▸ **Exercise description**: Arrange every line of the records below as a numbered list, leaving out any blank lines.

▸ **The input**:
============
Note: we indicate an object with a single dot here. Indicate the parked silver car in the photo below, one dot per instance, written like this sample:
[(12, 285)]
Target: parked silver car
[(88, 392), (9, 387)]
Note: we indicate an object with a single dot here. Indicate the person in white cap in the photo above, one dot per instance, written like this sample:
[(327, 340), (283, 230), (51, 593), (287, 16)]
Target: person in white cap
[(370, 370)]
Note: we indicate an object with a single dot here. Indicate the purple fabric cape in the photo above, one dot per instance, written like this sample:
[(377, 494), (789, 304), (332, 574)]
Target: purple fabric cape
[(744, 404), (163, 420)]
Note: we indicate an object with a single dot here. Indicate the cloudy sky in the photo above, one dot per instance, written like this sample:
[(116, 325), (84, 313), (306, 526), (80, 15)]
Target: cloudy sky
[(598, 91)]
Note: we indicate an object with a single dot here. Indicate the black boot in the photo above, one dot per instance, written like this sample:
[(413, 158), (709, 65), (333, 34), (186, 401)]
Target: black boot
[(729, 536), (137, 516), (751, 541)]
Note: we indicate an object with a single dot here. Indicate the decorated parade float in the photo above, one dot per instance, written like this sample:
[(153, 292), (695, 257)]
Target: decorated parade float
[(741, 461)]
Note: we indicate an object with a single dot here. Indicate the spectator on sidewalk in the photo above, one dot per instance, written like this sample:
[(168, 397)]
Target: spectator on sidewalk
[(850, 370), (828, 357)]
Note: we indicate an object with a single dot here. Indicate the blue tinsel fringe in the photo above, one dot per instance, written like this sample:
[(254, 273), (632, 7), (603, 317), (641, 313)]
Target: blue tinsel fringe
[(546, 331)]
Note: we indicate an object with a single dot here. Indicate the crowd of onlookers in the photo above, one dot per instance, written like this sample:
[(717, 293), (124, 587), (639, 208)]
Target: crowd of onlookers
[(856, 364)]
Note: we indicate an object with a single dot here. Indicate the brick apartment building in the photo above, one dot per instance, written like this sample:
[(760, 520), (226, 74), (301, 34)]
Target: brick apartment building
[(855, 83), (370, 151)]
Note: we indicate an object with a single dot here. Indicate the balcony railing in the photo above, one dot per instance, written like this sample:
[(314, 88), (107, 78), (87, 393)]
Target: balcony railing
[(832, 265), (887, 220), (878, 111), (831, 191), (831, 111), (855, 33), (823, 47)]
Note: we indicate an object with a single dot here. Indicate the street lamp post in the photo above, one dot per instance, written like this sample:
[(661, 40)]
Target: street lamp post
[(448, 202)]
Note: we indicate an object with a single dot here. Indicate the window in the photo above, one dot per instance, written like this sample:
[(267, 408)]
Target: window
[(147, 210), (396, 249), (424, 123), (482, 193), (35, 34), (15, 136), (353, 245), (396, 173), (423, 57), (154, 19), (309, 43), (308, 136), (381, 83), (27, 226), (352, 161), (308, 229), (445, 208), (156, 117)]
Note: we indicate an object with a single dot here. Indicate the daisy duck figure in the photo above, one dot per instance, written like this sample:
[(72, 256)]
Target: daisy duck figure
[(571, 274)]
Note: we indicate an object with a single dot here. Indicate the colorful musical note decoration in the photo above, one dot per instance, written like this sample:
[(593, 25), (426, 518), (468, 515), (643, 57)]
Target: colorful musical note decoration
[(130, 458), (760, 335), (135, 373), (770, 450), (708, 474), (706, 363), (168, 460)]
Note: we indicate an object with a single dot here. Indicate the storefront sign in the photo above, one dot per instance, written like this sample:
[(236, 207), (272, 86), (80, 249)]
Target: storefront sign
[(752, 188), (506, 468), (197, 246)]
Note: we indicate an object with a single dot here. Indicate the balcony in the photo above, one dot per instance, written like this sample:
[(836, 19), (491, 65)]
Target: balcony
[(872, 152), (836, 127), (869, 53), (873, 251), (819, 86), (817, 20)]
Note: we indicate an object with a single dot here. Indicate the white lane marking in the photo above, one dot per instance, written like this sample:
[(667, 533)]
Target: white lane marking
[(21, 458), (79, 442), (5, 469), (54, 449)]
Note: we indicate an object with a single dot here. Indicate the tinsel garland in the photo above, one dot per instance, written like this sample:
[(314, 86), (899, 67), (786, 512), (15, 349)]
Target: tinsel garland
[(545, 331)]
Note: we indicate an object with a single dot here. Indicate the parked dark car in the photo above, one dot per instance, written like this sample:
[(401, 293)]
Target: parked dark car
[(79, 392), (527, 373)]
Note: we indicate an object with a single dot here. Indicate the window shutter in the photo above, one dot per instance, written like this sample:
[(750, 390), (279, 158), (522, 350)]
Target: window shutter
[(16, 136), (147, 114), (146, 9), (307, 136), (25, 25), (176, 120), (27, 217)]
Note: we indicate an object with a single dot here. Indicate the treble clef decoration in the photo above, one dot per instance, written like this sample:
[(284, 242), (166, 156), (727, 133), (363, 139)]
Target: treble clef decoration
============
▸ **Solved exercise**:
1. Note: we indicate an object with a single dot here. Indicate the parked silver car in the photo below, one dot per instance, written like this sample:
2. [(12, 285)]
3. Target: parked silver car
4. [(88, 392), (9, 387)]
5. Note: we indicate an object with a single dot here. Indicate the person in white cap in the photo above, one dot per instance, written like this sample:
6. [(327, 340), (283, 230), (51, 593), (287, 16)]
7. Target: person in white cap
8. [(370, 370)]
9. Note: we indicate an object with a single dot here. Indicate the purple fabric cape in the photo above, one dot per instance, written like this sample:
10. [(377, 494), (789, 304), (332, 574)]
11. Target: purple fabric cape
12. [(744, 404), (163, 420)]
13. Note: we indicate an object with a single dot here. Indicate the cloudy sky in the photo above, one dot per instance, written like this sample:
14. [(116, 325), (84, 313), (306, 526), (80, 15)]
15. Target: cloudy sky
16. [(598, 91)]
17. Note: we indicate an object with a single dot here. Indicate the black boot in the photo above, one dot per instance, written like this sample:
18. [(413, 158), (709, 65), (333, 34), (186, 401)]
19. Target: black boot
20. [(729, 536), (137, 516), (751, 541)]
21. Note: we indicate an object with a single dot here. Indicate the decorated parade float in the photo above, one dot per instance, written like this sample:
22. [(153, 292), (695, 257)]
23. Target: decorated parade float
24. [(741, 461)]
25. Note: we indicate an object with a single dot here. Indicate the spectator on sidewalk in the photo above, one dot per instance, written like this sample:
26. [(168, 397)]
27. Target: spectator on sidewalk
28. [(850, 370), (828, 357)]
29. Note: we indicate an object with a single dot here. Indicate the blue tinsel fringe in the photo above, one dot per instance, written like this sample:
30. [(254, 273), (632, 7), (603, 317), (641, 313)]
31. Target: blue tinsel fringe
32. [(546, 331)]
33. Note: we indicate an object with a single dot here. Indicate the crowd of onlookers in the photo above, one dot per instance, written like this sample:
34. [(717, 293), (124, 587), (639, 208)]
35. Target: crowd of onlookers
36. [(856, 364)]
37. Note: we indicate an object with a single dot here. Indicate the brick apartment building in the photo above, one dot per instance, written like this sample:
38. [(760, 520), (226, 74), (301, 34)]
39. Target: brick apartment building
40. [(855, 83), (370, 151)]
41. Note: we indicate an object with a single dot here. Indicate the balcony railing in the photo above, one dot per instance, written like this sample:
42. [(314, 88), (107, 78), (87, 393)]
43. Target: balcony railing
44. [(832, 265), (887, 220), (878, 111), (831, 191), (831, 111), (855, 33), (823, 47)]
45. Note: we indicate an object with a single dot here. Indicate the street lamp post in the photo above, one dot per instance, written like this sample:
46. [(661, 40)]
47. Target: street lamp post
48. [(448, 202)]
49. Note: we indicate an object with a single dot here. Indicate the window in the photo above, one dot per instance, written like this sample:
50. [(267, 408)]
51. Target: window
52. [(147, 210), (396, 249), (424, 123), (482, 193), (35, 34), (15, 136), (353, 245), (396, 173), (423, 57), (154, 19), (309, 43), (308, 136), (381, 83), (27, 226), (352, 161), (308, 229), (445, 208), (156, 117)]
53. Note: we indicate an object with a single dot here. Indicate the daisy duck figure in the photo above, one dot per instance, written like this sample:
54. [(72, 256)]
55. Target: daisy duck figure
56. [(571, 274)]
57. Note: we indicate an object with a single dot here. Indicate the colorful musical note decoration in the photo above, one dot per instance, written like this sample:
58. [(593, 25), (426, 518), (468, 515), (643, 57)]
59. Target: colorful musical note decoration
60. [(130, 458), (760, 335), (135, 373), (770, 450), (708, 474), (706, 363), (168, 460)]
61. Note: we indicate an object with a single dot here. Indicate the storefront sign in the photo above, one dot per instance, written like this sample:
62. [(236, 207), (272, 86), (80, 249)]
63. Target: storefront sign
64. [(752, 188), (506, 468), (197, 246)]
65. Note: we indicate an object with a single dot here. Indicate the balcony in the photo above, one dot per instance, written like this sample:
66. [(836, 19), (491, 65)]
67. Target: balcony
68. [(872, 152), (836, 127), (869, 53), (873, 251), (819, 86), (817, 20)]
69. Note: we indicate an object with a single dot here. Indicate the white lane marking in the photo above, one dot per instance, written like this sample:
70. [(667, 533)]
71. Target: white lane marking
72. [(21, 458), (79, 442), (5, 469), (54, 449)]
73. Note: we indicate an object with a single dot here. Indicate the tinsel garland in the photo above, one dot per instance, written like this sample:
74. [(314, 86), (899, 67), (786, 512), (15, 349)]
75. Target: tinsel garland
76. [(545, 331)]
77. Note: we indicate an object with a single dot here. Indicate the parked dark car in the photo above, one dot per instance, written like this sample:
78. [(401, 293)]
79. Target: parked dark car
80. [(79, 392), (527, 373)]
81. Note: we indicate an object with a single dot here. Indicate the window shutter in the photo above, one dot per instance, written like this sample:
82. [(750, 390), (279, 158), (522, 350)]
83. Target: window shutter
84. [(16, 136), (147, 114), (146, 9), (307, 136), (25, 25), (176, 120), (27, 217)]
85. Note: we indicate an object with a single dot here. Indicate the treble clef decoration in the photo above, one dot per instance, written like this sample:
86. [(284, 242), (166, 156), (727, 133), (363, 139)]
87. Target: treble clef decoration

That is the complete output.